**Work to be completed**: Render each line of the listing below as a row of a Markdown table with the columns "Row" and "Text," numbering the rows and omitting blank lines and any pictures.

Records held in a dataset
........
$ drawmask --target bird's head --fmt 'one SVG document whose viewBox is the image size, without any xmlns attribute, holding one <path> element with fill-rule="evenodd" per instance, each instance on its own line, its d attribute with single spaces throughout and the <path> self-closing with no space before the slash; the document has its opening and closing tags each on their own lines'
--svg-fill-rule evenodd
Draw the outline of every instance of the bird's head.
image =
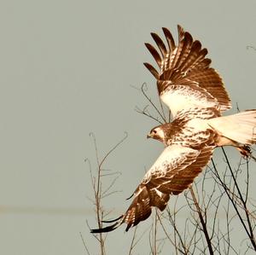
<svg viewBox="0 0 256 255">
<path fill-rule="evenodd" d="M 147 138 L 153 138 L 167 145 L 167 142 L 170 138 L 172 138 L 173 133 L 172 128 L 172 123 L 158 125 L 150 130 Z"/>
</svg>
........
**Final result**:
| Row | Text |
|---|---|
| 1 | $ drawmask --target bird's head --fmt 'one SVG document whose viewBox is the image size, without any xmlns attribute, holding one <path> element with fill-rule="evenodd" per instance, each instance on its own line, its d attribute with single spaces throughout and the <path> self-closing with no space before the slash; the document has its opening and closing tags each on their own lines' |
| 2 | --svg-fill-rule evenodd |
| 3 | Draw the outline of every instance of the bird's head. |
| 4 | image = |
| 5 | <svg viewBox="0 0 256 255"> |
| 6 | <path fill-rule="evenodd" d="M 147 138 L 153 138 L 167 145 L 167 142 L 170 138 L 172 138 L 173 133 L 172 128 L 172 123 L 158 125 L 150 130 Z"/> |
| 7 | </svg> |